Yamaha PSS-570- Owned from June May- present, bought with PSS-130 for $53
Yamaha loved FM synthesis in the 80's, and the lower end FM chips made it into the portable/home keyboard market. Most of these only have presets, but a few PSS and PSR models are editable. There seem to be 3 basic types of editable models- the 360, 370, 460, 470, 560, and 570 models use sliders with 5 steps, the 380 and 390 models use sliders with 8 steps (with a slightly different selection of sliders), and the 480, 680, and 780 models use digital editing and have midi. I don't think it's really worth going into all the details, but each model is a bit different and has its own advantages and disadvantages.

SUPPLIED MATERIAL —
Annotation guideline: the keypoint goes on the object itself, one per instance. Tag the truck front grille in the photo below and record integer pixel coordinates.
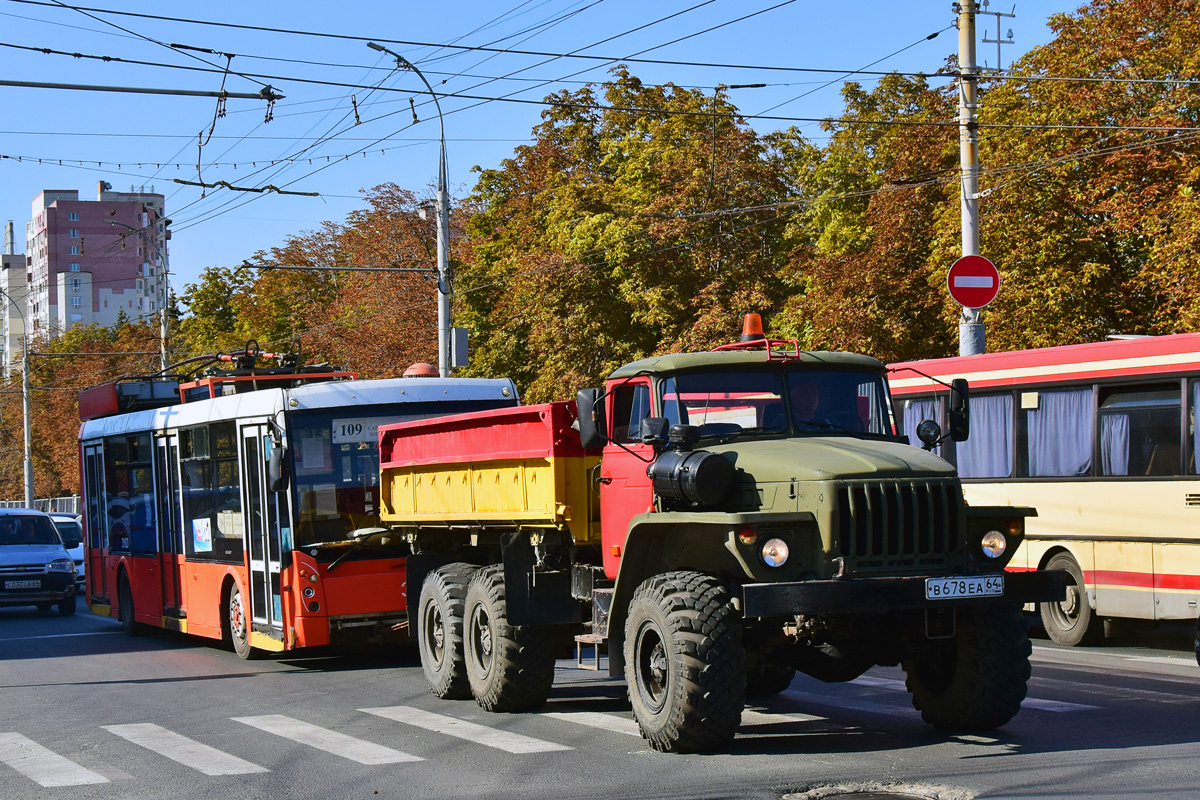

PROBLEM SET —
1. Translate this sentence from the Yamaha keyboard text into Spanish: "Most of these only have presets, but a few PSS and PSR models are editable."
2. Transcribe the passage of the Yamaha keyboard text between "Yamaha PSS-570- Owned" and "advantages and disadvantages.", inclusive.
3. Pick up the Yamaha keyboard text after its final sentence and write the next part.

ANSWERS BELOW —
1. La mayoría de estos solo tienen preajustes, pero algunos modelos PSS y PSR son editables.

2.
Yamaha PSS-570- Owned from June May- present, bought with PSS-130 for $53
Yamaha loved FM synthesis in the 80's, and the lower end FM chips made it into the portable/home keyboard market. Most of these only have presets, but a few PSS and PSR models are editable. There seem to be 3 basic types of editable models- the 360, 370, 460, 470, 560, and 570 models use sliders with 5 steps, the 380 and 390 models use sliders with 8 steps (with a slightly different selection of sliders), and the 480, 680, and 780 models use digital editing and have midi. I don't think it's really worth going into all the details, but each model is a bit different and has its own advantages and disadvantages.

3.
The PSS-570 has 12 rhythms and 21 "orchestra" sounds. It has 9 2-operator voices. Sounds can be edited by pressing the digital synthesizer button, which generates sounds based on the postions of the sliders, or by moving the sliders while playing orchestra voices. Not all of the parameters are editable, so editing the orchestra voices sounds different depending on what voice is selected. The parameters are wave (modulator frequency), spectrum (carrier frequency), modulation (modulator amplitude), attack, decay, and volume (almost useless). Attack and decay usually adjust the envelope of the modulator. The sound from this is pretty nice. It's easy to get good sounds out of it without programming the endless parameters of 6-operator synths. There are also buttons for stereo symphonic, sustain (extended release), and vibrato (which acts as tremolo on some presets). The keyboard can be split to play bass and chords (optional) on the bottom part. There's a stupid auto-chord feature too, of course. And a "duet" button, which adds and extra note to whatever is played on the upper part of the keyboard based on the bass notes played (or something like that). Bass and chord sounds can't be edited, but there are 5 variations of each, selected from the "bass/chord voice" section.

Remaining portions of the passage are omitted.